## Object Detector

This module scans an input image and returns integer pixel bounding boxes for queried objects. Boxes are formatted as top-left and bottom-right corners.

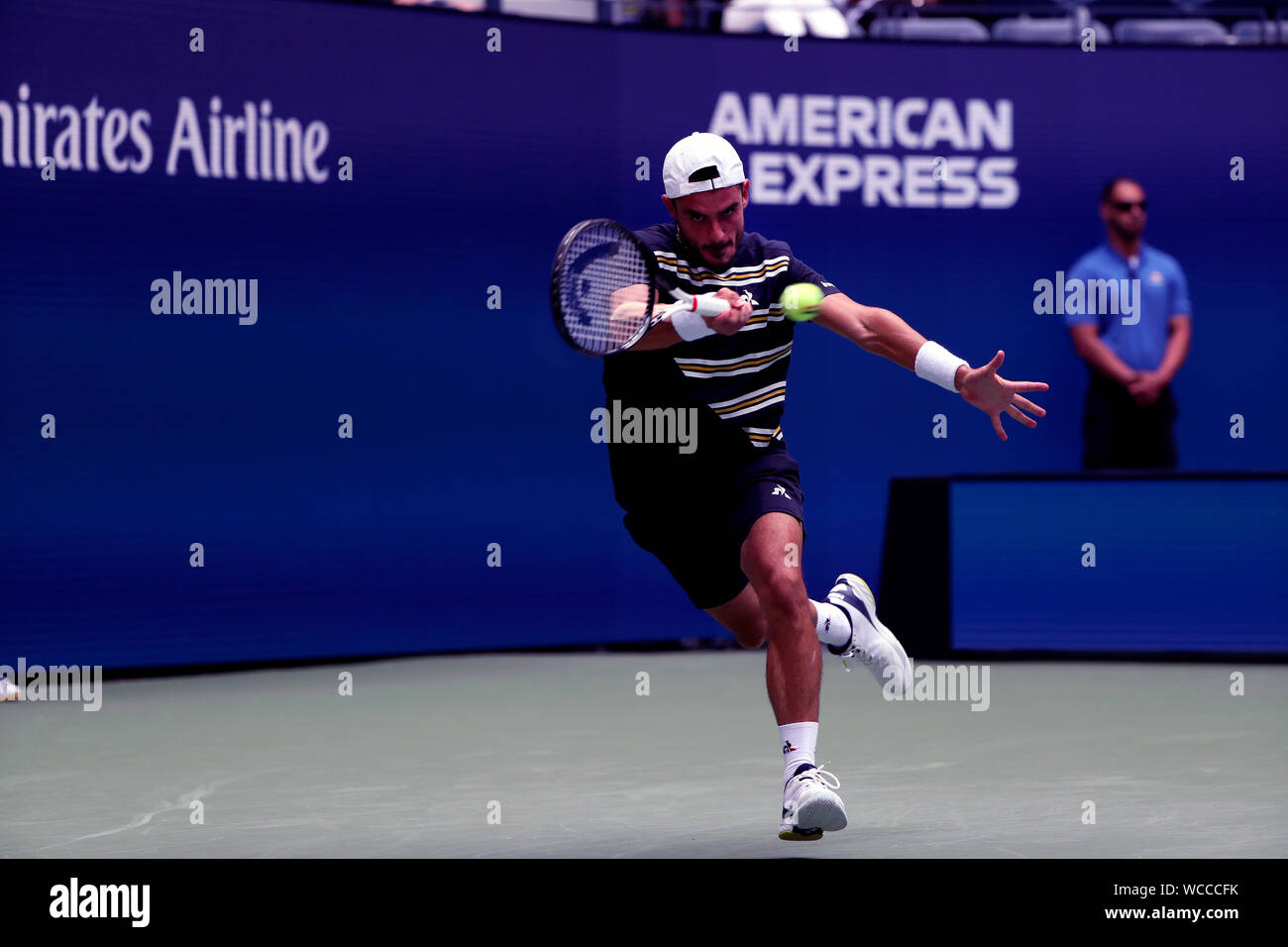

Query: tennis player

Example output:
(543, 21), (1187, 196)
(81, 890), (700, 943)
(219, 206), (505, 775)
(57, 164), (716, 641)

(604, 132), (1047, 841)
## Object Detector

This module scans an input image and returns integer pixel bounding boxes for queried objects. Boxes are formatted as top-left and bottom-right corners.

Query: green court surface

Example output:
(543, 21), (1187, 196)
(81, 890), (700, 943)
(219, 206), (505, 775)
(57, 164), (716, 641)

(0, 651), (1288, 858)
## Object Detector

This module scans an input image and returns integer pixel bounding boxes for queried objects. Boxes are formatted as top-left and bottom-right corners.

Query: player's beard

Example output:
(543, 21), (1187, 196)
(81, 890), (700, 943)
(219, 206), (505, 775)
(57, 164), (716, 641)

(677, 228), (742, 269)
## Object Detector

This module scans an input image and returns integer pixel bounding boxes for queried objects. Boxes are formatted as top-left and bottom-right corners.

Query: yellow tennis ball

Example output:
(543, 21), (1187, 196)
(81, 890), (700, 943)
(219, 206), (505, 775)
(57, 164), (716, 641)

(782, 282), (823, 322)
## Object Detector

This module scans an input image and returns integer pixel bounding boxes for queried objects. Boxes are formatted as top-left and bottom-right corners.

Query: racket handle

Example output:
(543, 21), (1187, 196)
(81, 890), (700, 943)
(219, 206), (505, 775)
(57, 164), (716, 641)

(671, 288), (729, 316)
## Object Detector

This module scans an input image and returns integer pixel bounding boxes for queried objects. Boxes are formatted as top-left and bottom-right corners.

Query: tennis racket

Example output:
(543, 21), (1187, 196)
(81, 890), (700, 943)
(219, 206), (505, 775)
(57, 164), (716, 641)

(550, 219), (729, 357)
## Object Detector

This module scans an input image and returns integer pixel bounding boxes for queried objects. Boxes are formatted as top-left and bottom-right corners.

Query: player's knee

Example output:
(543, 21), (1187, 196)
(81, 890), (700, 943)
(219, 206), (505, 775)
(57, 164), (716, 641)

(729, 613), (769, 648)
(756, 570), (808, 629)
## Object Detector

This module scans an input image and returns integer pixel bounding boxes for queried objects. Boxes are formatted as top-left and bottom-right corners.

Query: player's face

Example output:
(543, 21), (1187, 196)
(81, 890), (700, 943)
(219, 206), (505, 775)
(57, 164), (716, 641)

(1100, 180), (1145, 240)
(666, 181), (748, 269)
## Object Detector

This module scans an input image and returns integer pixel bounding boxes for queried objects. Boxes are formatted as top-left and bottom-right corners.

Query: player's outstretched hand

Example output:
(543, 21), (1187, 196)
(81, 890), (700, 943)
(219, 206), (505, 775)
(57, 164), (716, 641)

(703, 286), (751, 335)
(958, 351), (1048, 441)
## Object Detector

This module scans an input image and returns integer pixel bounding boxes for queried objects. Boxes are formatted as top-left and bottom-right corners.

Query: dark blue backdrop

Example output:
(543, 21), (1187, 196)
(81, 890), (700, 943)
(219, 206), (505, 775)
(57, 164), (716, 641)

(0, 0), (1288, 666)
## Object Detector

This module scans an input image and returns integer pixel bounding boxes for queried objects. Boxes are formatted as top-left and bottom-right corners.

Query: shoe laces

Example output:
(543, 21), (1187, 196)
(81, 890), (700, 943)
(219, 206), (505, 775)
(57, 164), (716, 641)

(796, 760), (841, 789)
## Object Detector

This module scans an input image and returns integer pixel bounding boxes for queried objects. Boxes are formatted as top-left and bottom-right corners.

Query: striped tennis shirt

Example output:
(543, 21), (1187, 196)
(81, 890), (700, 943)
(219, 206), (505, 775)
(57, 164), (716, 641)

(604, 223), (840, 459)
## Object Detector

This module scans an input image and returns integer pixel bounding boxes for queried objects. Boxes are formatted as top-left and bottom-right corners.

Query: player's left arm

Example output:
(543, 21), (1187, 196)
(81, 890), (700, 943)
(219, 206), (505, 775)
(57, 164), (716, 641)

(814, 292), (1047, 441)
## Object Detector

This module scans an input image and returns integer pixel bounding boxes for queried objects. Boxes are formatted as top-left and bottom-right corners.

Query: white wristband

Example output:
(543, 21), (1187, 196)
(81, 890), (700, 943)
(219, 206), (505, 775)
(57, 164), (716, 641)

(671, 309), (716, 342)
(915, 342), (970, 391)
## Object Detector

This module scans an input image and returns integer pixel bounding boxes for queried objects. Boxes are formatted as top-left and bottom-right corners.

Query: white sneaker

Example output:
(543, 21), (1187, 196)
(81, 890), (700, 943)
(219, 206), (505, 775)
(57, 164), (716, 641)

(778, 763), (846, 841)
(827, 573), (912, 697)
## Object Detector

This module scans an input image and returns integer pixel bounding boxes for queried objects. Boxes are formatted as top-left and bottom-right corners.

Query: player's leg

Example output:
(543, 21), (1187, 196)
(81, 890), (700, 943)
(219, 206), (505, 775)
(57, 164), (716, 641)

(742, 511), (823, 725)
(702, 582), (769, 648)
(742, 510), (846, 841)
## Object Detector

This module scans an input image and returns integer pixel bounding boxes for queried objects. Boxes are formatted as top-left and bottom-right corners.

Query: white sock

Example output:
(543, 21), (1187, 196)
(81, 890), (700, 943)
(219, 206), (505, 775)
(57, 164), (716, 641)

(810, 599), (850, 648)
(778, 723), (818, 783)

- [What to do] Render all of the lines above as a numbered list, skipping blank lines and leaving the pictures out.

- [Exercise result]
1. ## Object Detector
2. This module scans an input image and returns integer pixel bounding boxes for queried objects. Boxes are formatted as top-left and bottom-right corners.
3. Query: tennis player
4. Example output:
5. (543, 21), (1187, 196)
6. (81, 890), (700, 943)
7. (219, 206), (505, 775)
8. (57, 164), (716, 641)
9. (604, 132), (1047, 841)
10. ## Object Detector
11. This module scans an input image and returns integer pixel bounding boxes for queried objects. Boxes are formatted as top-left and bottom-right corners.
12. Query: green court surface
13. Example output:
14. (543, 21), (1187, 196)
15. (81, 890), (700, 943)
16. (219, 206), (505, 775)
17. (57, 164), (716, 641)
18. (0, 651), (1288, 858)
19. ## Object Detector
20. This module scans an input image and returns integer pixel bounding boxes for queried objects. Boxes are formatted as top-left and bottom-right corners.
21. Query: player's beard
22. Example output:
23. (543, 21), (1187, 196)
24. (81, 890), (700, 943)
25. (219, 206), (505, 775)
26. (57, 164), (716, 641)
27. (677, 228), (742, 269)
28. ## Object Detector
29. This module scans an input image and returns integer pixel bounding boxes for queried objects. Boxes are formatted as top-left and bottom-right corners.
30. Query: yellow tennis ball
31. Example output:
32. (543, 21), (1187, 196)
33. (81, 890), (700, 943)
34. (219, 206), (505, 775)
35. (57, 164), (716, 641)
36. (782, 282), (823, 322)
37. ## Object Detector
38. This module scans an input image and returns integer pixel bounding boxes for queried objects. Boxes are formatted as top-left and bottom-right corners.
39. Query: racket handle
40. Example output:
41. (543, 21), (1187, 196)
42. (81, 890), (700, 943)
43. (219, 206), (505, 775)
44. (57, 164), (716, 641)
45. (671, 288), (729, 316)
46. ## Object Detector
47. This module scans an input image and returns integer pixel bounding boxes for queried objects. Boxes are formatted as top-left and bottom-right corners.
48. Query: tennis racket
49. Example output:
50. (543, 21), (1187, 196)
51. (81, 890), (700, 943)
52. (219, 206), (505, 775)
53. (57, 164), (716, 641)
54. (550, 219), (729, 357)
55. ## Object Detector
56. This module scans an input image and returns integer pixel bounding boxes for queried objects. Boxes are formatted as top-left and bottom-right corners.
57. Query: player's knee
58. Example output:
59. (543, 21), (1187, 196)
60. (81, 890), (700, 943)
61. (219, 206), (505, 775)
62. (57, 164), (716, 641)
63. (729, 613), (769, 648)
64. (756, 570), (808, 629)
65. ## Object Detector
66. This module scans an input image and returns integer pixel bounding boxes for queried objects. Boxes are formatted as top-left and bottom-right corners.
67. Query: player's face
68. Example output:
69. (543, 21), (1187, 196)
70. (81, 890), (700, 943)
71. (219, 206), (505, 775)
72. (57, 164), (716, 641)
73. (1100, 180), (1145, 240)
74. (666, 181), (748, 269)
75. ## Object Detector
76. This module scans an input image and returns integer pixel bounding boxes for queried objects. Boxes are formatted as top-left and bottom-right corners.
77. Query: player's outstretched hand
78. Example output:
79. (543, 21), (1187, 196)
80. (81, 890), (700, 943)
81. (219, 206), (505, 775)
82. (57, 164), (716, 641)
83. (703, 286), (751, 335)
84. (958, 351), (1048, 441)
85. ## Object Detector
86. This module scans an input image and returns integer pixel bounding boxes for queried objects. Boxes are formatted as top-left and bottom-right corners.
87. Query: dark blue backdrop
88. Example output:
89. (543, 21), (1187, 196)
90. (81, 890), (700, 943)
91. (219, 206), (505, 775)
92. (57, 164), (716, 641)
93. (0, 0), (1288, 666)
94. ## Object Detector
95. This module scans an input image and returns integer pixel bounding boxes for queried objects. Boxes are formatted as top-left and bottom-right corners.
96. Query: shoe laces
97. Example output:
98. (543, 21), (1187, 196)
99. (81, 890), (700, 943)
100. (219, 206), (505, 775)
101. (57, 164), (716, 641)
102. (796, 760), (841, 789)
103. ## Object Detector
104. This module scans an input image and returns integer pixel bounding boxes for queried objects. Boxes are formatted as top-left and bottom-right corners.
105. Query: striped tennis shirt
106. Example output:
107. (543, 21), (1187, 196)
108. (81, 890), (700, 943)
109. (219, 206), (505, 775)
110. (57, 164), (716, 641)
111. (604, 223), (840, 459)
112. ## Object Detector
113. This module scans an input image and returns integer pixel bounding boxes for queried objects. Boxes are formatted as top-left and bottom-right corners.
114. Query: player's left arm
115. Example output:
116. (543, 21), (1187, 196)
117. (81, 890), (700, 943)
118. (219, 206), (505, 775)
119. (57, 164), (716, 641)
120. (814, 292), (1047, 441)
121. ## Object Detector
122. This module scans an input image and returns integer pixel bounding boxes for queried objects. Boxes are formatted as top-left and bottom-right corners.
123. Query: white wristband
124. Example output:
125. (543, 21), (1187, 196)
126. (81, 890), (700, 943)
127. (219, 206), (505, 775)
128. (57, 164), (716, 641)
129. (671, 309), (716, 342)
130. (915, 342), (970, 391)
131. ## Object Detector
132. This module scans an input image and returns integer pixel bounding boxes for queried objects. Boxes are formatted as top-left and bottom-right corners.
133. Query: white sneaker
134. Example output:
135. (543, 21), (1187, 196)
136. (81, 890), (700, 943)
137. (219, 206), (505, 775)
138. (57, 164), (716, 641)
139. (778, 763), (846, 841)
140. (827, 573), (912, 697)
141. ## Object Detector
142. This module scans an input image and returns integer pixel bounding boxes for queried objects. Boxes are formatted as top-left and bottom-right corners.
143. Query: player's leg
144. Example output:
145. (543, 21), (1187, 196)
146. (81, 890), (700, 943)
147. (219, 206), (505, 775)
148. (57, 164), (716, 641)
149. (742, 511), (823, 725)
150. (702, 582), (769, 648)
151. (742, 510), (846, 841)
152. ## Object Detector
153. This module scans an input image and returns integer pixel bounding boxes for queried objects. Boxes are formatted as top-left and bottom-right corners.
154. Query: white sock
155. Example output:
156. (543, 21), (1187, 196)
157. (81, 890), (700, 943)
158. (219, 206), (505, 775)
159. (57, 164), (716, 641)
160. (810, 599), (850, 648)
161. (778, 723), (818, 783)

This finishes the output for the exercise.